▶ **Exercise set**
- a) In the blog post about a year at film school, what reputation does the writer's film school have?
- b) Carry on the blog post about a year at film school, beginning after its final sentence.

▶ **Text excerpt**
— Begin —

Wednesday 12 August 2015

The Good

I've had a lot of bad things to say about how this year has gone. At this point I've all but written it off as a disappointment. I have two projects left, one of which is the major end of year project, and I'm putting everything I have into them in spite of how the year has gone. Still though, I'm unimpressed with a lot of things that have happened at that school.

This post isn't about those things.

The film school I'm going to has a great reputation for making industry-ready graduates, not film buffs. I'd say I'm almost in that boat now. I know my way around a film set and gained some valuable experience in the studio doing things like floor managing. With those two things together, I'd say I could walk on to a film set and do a job. If nothing else, that's what I went to that school to learn how to do.

I've also learned a lot about writing. It's been slow, and unintentional, and far less clearly taught than on other writing-related courses I've been on. But I've still learned. I went in having written some stage plays, which were mediocre, and a few thousand words of fiction (the jury's out on whether it's good or not). I wrote my first film script this year, learning all the ins and outs of how one is structured and what software I could use. That's valuable knowledge, even if it's probably freely available on the internet. Those scripts went into feedback cycles, which were varying degrees of helpful. I'm not entirely sure what happened, but between that first script and the most recent one, there's been a huuuuge improvement. At no point have I gone 'I need to do more of this/less of this', but in any case I've improved.

Let's go more in-depth. That first script was for a 48-hour film festival-style challenge. It essentially wasn't a script. We had so little time that we wrote no dialogue whatsoever. We basically outlined a series of gags, put them in order and blocked and shot them on the day. It came out pretty well for a first script, especially since the piece was the longest we'd done so far by a margin of about 5 minutes (the piece was 6 minutes long).

— End —

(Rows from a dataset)
— Begin —

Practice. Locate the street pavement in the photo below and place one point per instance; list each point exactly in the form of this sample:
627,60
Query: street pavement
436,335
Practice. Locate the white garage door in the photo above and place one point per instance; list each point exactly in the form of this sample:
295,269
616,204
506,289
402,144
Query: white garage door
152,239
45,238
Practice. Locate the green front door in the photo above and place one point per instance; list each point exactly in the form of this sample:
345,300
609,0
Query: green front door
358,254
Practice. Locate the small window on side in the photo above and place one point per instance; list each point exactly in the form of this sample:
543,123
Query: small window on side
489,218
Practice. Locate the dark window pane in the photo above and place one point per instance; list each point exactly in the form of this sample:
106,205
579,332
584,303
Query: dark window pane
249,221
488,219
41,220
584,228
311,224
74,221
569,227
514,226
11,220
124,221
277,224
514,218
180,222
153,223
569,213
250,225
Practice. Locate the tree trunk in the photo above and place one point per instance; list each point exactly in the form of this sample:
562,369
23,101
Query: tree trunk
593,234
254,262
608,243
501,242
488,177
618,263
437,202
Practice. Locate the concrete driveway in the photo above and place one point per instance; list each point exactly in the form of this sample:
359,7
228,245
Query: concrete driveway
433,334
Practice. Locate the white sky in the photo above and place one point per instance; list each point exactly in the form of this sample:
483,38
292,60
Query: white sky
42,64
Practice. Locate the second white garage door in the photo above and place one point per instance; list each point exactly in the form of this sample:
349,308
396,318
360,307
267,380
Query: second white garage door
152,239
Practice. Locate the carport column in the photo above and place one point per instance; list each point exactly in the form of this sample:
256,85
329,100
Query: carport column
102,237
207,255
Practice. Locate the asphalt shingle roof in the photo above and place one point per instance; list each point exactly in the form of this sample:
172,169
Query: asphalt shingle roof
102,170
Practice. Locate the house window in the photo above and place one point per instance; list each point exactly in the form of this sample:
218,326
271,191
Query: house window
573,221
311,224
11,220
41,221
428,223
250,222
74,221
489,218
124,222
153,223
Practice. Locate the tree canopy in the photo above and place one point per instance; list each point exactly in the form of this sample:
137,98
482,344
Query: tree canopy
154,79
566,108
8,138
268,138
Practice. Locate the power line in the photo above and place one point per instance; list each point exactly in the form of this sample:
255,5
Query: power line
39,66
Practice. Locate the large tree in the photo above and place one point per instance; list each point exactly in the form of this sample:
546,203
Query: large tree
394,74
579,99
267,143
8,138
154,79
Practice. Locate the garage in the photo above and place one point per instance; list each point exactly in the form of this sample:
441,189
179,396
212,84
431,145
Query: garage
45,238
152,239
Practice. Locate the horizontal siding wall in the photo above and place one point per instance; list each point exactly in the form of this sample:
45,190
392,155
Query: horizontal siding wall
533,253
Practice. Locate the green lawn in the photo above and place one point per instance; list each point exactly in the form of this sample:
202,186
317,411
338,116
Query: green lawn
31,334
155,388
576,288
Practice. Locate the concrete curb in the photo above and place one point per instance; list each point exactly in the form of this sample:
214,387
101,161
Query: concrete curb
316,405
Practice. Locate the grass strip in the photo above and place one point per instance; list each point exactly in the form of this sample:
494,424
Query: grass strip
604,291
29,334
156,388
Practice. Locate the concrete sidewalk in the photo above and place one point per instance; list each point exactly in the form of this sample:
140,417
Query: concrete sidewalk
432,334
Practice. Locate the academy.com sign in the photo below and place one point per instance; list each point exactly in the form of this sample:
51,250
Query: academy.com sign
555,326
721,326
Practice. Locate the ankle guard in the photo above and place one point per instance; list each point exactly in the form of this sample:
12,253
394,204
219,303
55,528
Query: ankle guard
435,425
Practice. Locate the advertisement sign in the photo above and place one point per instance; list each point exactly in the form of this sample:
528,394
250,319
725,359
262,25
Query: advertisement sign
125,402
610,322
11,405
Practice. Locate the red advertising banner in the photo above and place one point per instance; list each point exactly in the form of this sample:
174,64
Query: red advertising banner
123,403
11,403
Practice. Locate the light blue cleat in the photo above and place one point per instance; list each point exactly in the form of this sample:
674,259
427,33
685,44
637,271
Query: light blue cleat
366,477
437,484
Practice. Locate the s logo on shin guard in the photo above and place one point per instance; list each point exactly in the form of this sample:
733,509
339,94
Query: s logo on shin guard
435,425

— End —

▶ **Results of the exercise**
- a) It has a great reputation for producing industry-ready graduates rather than film buffs.

- b)
The next script was for a coffee commercial. It was ok, and the concept was great from a sales point-of-view. It fell apart in the performance. That isn't to say it was the actor's fault, he just did exactly what I asked of him. What went wrong is I didn't realise how the performance would come out on-screen. Thanks to that, I've gained a better sense of how to direct actors and how to get the most readable performance on-screen.

Then we did a short drama piece. That went much better. The performances were great, the shots were good, the pace was decent. All up, it was clear I'd improved. I still wasn't particularly great, but a step up is a step up. Still, there was a lot wrong with the piece. It could have been paced better, it was very dialogue-intensive (more on that in a moment) and there was little variety in the shots. The performances carried the piece (which had been my intention), but that's not something I can get away with on every shoot. Don't just make one part good, make all of them good.

So here's the big one for me, the one I'm on the cusp of cracking. All my scripts had been dialogue-heavy (including the one I didn't get to shoot). Dialogue-heavy isn't necessarily a bad thing, but I was avoiding relying on action and visuals to tell the story because I was unfamiliar with it. I write novels, that's what I'm used to. Films are a visual medium, and if I'm not utilising the visual aspect then what's the point of making a film? I should just write it as a novel.

Our next shoot is again a short drama piece, with the key difference being we're running it like a full-scale production. It's not just crews of 5 or so people, it's the whole school crewing the shoots. The script I've written isn't just a story, it's a film. It's taken me a while to learn the difference.

So what comes next? Well I won't make promises, but I have a pilot script for a webseries in the works. We'll see where that goes...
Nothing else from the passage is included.